Transcribe the records in full, keeping every character as it is.

─── Data provided

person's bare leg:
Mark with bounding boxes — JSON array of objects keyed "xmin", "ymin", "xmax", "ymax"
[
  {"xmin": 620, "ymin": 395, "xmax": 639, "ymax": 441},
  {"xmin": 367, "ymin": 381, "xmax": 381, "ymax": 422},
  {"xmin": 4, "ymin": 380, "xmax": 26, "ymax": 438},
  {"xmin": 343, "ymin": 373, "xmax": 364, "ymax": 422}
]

──────

▶ **Written response**
person's bare leg:
Mark with bounding boxes — JSON array of objects keyed "xmin", "ymin", "xmax", "ymax"
[
  {"xmin": 620, "ymin": 395, "xmax": 639, "ymax": 441},
  {"xmin": 367, "ymin": 381, "xmax": 381, "ymax": 422},
  {"xmin": 4, "ymin": 380, "xmax": 26, "ymax": 438},
  {"xmin": 343, "ymin": 373, "xmax": 364, "ymax": 422}
]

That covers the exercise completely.